Юноша никому не говорит о своем решении. Накануне отъезда он идет к Шарлотте. Девушка начинает говорить о смерти, вспоминает мать и те минуты, когда они виделись в последний раз. Вертер взволнован рассказом девушки, но все равно остается тверд в своем намерении уехать.

На новом месте

Происходят серьезные перемены для главного героя романа «Страдания юного Вертера» (Гете Иоганн — автор произведения). Он уезжает в другой город. Здесь он поступает на службу к посланнику, который отличается педантичностью, придирчивостью и глупостью. Единственный друг Вертера на новом месте — граф фон К., который скрашивает одиночество юноши. Выясняется, что в этом городе очень сильны предрассудки, связанные с сословием человека. Поэтому Вертеру то и дело приходится слышать неприятные высказывания о своем происхождении.

Юноша знакомится с девушкой Б., которая чем-то похожа на Шарлотту. С этой девушкой Вертер часто разговаривает о своей прошлой жизни, даже рассказывает про Лотту. Общество постоянно досаждает юноше, а отношения с посланником ухудшаются. В итоге начальник пишет жалобу на Вертера министру. Тот в ответ посылает молодому человеку письмо, где просит его быть менее обидчивым, оставить сумасбродные идеалы и направить свою энергию в нужное русло.

Требуемое действие:
Перепишите дословно часть фрагмента о Вертере, начиная со слов «Юноша знакомится с» и заканчивая словами «в нужное русло.». Следующие далее материалы к фрагменту не относятся и стоят отдельно.

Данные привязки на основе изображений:
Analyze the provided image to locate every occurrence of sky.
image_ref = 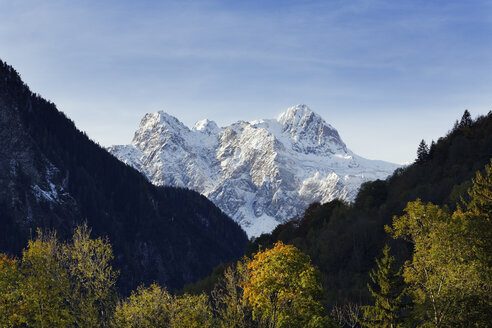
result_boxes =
[0,0,492,163]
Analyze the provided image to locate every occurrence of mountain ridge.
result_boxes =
[0,61,247,293]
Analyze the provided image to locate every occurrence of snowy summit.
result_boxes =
[109,105,399,237]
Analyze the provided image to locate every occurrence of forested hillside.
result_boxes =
[247,112,492,305]
[0,61,247,291]
[185,111,492,308]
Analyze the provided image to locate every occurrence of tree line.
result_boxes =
[0,160,492,328]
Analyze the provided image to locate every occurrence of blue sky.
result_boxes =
[0,0,492,163]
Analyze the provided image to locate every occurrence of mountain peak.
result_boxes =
[277,104,319,125]
[277,104,348,155]
[192,119,219,134]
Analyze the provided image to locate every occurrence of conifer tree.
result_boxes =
[459,109,473,128]
[362,245,406,328]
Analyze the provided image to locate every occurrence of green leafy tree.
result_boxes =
[0,254,22,328]
[362,245,406,328]
[416,139,429,163]
[212,259,252,328]
[20,232,75,328]
[459,109,473,128]
[113,284,172,328]
[387,200,456,327]
[171,294,214,328]
[387,164,492,327]
[244,242,331,328]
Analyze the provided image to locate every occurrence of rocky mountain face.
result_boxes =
[109,105,398,237]
[0,61,247,293]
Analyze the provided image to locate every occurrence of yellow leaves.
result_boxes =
[244,242,323,327]
[114,284,213,328]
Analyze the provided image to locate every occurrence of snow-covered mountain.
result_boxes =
[109,105,398,237]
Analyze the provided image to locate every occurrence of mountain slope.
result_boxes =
[109,105,398,236]
[247,112,492,306]
[0,61,247,291]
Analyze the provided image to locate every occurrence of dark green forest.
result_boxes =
[184,111,492,327]
[0,61,247,292]
[0,58,492,328]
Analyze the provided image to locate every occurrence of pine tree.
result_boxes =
[416,139,429,163]
[459,109,473,128]
[362,245,406,328]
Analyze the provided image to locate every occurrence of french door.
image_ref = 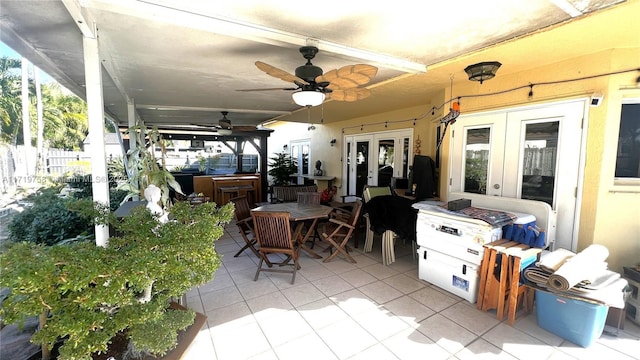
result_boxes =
[449,100,585,251]
[289,140,311,184]
[342,130,413,200]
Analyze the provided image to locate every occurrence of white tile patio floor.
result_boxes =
[184,226,640,360]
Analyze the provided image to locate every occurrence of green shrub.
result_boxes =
[8,187,93,245]
[0,201,233,360]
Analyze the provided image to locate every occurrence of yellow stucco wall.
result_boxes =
[270,48,640,271]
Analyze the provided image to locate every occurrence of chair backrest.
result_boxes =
[271,184,318,202]
[298,192,321,204]
[229,195,251,221]
[345,200,362,226]
[362,186,391,202]
[251,211,293,252]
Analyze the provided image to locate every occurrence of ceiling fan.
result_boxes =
[238,46,378,106]
[194,111,233,135]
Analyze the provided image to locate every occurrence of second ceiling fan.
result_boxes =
[239,46,378,106]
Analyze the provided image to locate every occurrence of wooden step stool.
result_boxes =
[477,239,542,325]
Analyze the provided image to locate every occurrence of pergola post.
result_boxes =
[82,34,109,246]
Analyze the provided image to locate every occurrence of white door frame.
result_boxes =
[448,98,588,251]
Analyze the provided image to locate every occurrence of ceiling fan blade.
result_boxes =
[256,61,309,85]
[236,88,298,92]
[316,64,378,89]
[328,88,371,101]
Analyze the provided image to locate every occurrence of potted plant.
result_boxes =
[267,152,298,186]
[0,201,233,360]
[119,121,184,208]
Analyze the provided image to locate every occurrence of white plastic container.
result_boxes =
[418,246,480,303]
[416,210,502,265]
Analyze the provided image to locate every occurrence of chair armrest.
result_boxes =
[329,219,355,229]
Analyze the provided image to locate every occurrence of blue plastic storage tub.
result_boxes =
[536,290,609,347]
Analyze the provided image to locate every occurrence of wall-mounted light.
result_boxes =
[464,61,502,84]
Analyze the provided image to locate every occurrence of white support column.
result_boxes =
[127,99,140,201]
[22,57,35,179]
[82,35,109,246]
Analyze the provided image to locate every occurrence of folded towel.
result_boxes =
[538,249,576,272]
[548,244,609,291]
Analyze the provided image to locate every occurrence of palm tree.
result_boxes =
[0,56,22,144]
[42,85,89,150]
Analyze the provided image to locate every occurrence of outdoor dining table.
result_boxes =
[251,202,333,259]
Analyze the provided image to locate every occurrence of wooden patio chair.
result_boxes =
[229,195,264,266]
[362,186,395,256]
[251,211,300,284]
[298,192,320,204]
[322,200,362,263]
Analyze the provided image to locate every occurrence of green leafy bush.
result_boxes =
[8,187,93,245]
[0,202,233,360]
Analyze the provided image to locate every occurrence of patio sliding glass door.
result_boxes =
[342,130,413,201]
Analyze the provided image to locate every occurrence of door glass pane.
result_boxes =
[356,141,369,197]
[345,141,353,195]
[464,128,491,194]
[298,145,309,175]
[615,104,640,178]
[402,138,411,179]
[520,121,560,206]
[378,139,395,186]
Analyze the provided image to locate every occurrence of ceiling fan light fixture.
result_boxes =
[291,90,325,106]
[464,61,502,84]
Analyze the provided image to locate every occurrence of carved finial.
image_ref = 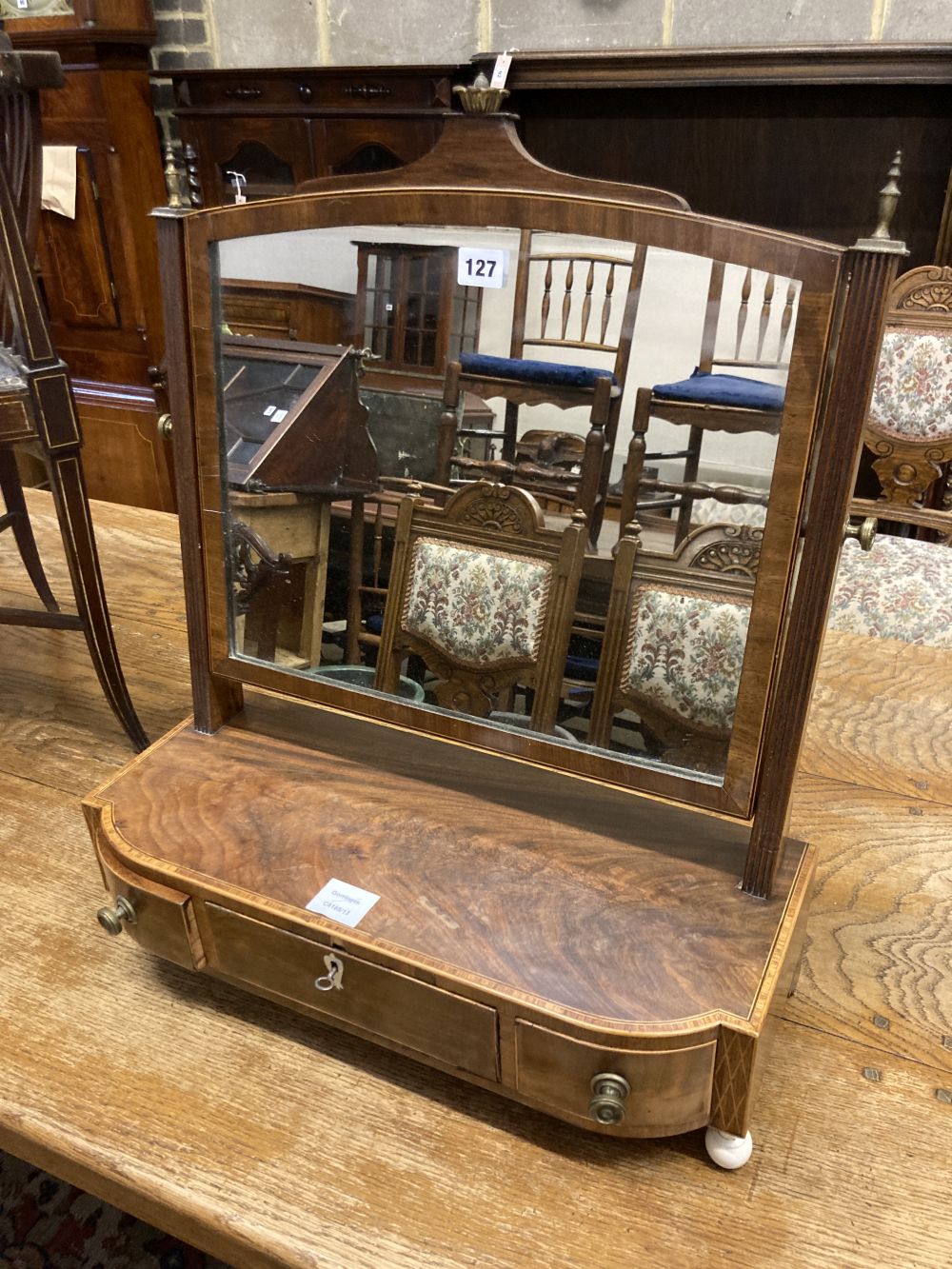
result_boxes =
[164,141,184,207]
[856,149,909,255]
[453,71,509,114]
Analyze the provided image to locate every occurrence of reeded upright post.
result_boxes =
[743,155,907,899]
[152,207,243,732]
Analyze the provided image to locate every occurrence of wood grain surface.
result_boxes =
[0,494,952,1269]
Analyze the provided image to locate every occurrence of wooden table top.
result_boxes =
[0,494,952,1269]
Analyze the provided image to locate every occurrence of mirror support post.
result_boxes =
[152,207,243,732]
[742,230,909,899]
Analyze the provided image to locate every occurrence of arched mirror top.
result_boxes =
[173,115,858,816]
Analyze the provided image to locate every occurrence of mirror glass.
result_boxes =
[212,225,800,784]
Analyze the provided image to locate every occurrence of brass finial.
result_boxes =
[453,71,509,114]
[164,141,184,207]
[856,149,909,255]
[872,149,902,243]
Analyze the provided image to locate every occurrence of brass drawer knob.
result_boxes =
[589,1072,631,1124]
[843,515,879,551]
[96,895,136,935]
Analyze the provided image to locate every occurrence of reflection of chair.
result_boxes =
[231,521,290,661]
[621,260,796,545]
[589,520,750,770]
[377,481,585,732]
[852,266,952,544]
[437,229,646,544]
[346,476,453,664]
[0,35,149,748]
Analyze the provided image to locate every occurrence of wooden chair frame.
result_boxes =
[437,229,647,547]
[0,34,149,750]
[620,260,796,547]
[376,481,585,732]
[589,526,751,763]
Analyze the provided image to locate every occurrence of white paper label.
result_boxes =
[306,877,380,929]
[457,247,509,287]
[488,53,513,88]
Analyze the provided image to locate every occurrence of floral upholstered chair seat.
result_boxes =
[829,537,952,647]
[401,538,552,666]
[622,586,750,736]
[869,328,952,441]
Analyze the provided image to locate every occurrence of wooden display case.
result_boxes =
[87,98,902,1166]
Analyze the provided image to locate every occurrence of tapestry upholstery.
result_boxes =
[869,327,952,441]
[829,537,952,647]
[401,538,552,667]
[621,586,750,736]
[0,1152,228,1269]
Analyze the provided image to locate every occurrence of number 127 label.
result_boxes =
[457,247,509,287]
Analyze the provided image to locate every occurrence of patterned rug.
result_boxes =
[0,1151,228,1269]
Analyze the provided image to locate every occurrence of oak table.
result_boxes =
[0,492,952,1269]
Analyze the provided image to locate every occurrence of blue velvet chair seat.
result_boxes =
[651,370,784,410]
[460,353,621,396]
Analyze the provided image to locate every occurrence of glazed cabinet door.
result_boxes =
[182,115,317,207]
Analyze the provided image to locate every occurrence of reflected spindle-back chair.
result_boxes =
[437,229,647,545]
[621,260,797,547]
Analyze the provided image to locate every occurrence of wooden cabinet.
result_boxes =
[172,66,454,207]
[9,3,175,511]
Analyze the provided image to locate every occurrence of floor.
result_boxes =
[0,494,952,1269]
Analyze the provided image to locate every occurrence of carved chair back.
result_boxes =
[589,533,750,763]
[853,266,952,542]
[376,481,585,732]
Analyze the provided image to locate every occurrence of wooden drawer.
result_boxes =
[515,1019,716,1137]
[95,832,205,969]
[175,66,452,114]
[205,903,498,1080]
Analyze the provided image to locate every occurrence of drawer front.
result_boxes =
[95,834,205,969]
[205,903,498,1080]
[515,1021,716,1137]
[175,68,452,114]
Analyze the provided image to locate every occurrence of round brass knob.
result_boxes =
[589,1072,631,1124]
[843,515,879,551]
[96,895,136,934]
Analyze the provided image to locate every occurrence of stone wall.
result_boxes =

Результат ниже:
Юноша знакомится с девушкой Б., которая чем-то похожа на Шарлотту. С этой девушкой Вертер часто разговаривает о своей прошлой жизни, даже рассказывает про Лотту. Общество постоянно досаждает юноше, а отношения с посланником ухудшаются. В итоге начальник пишет жалобу на Вертера министру. Тот в ответ посылает молодому человеку письмо, где просит его быть менее обидчивым, оставить сумасбродные идеалы и направить свою энергию в нужное русло.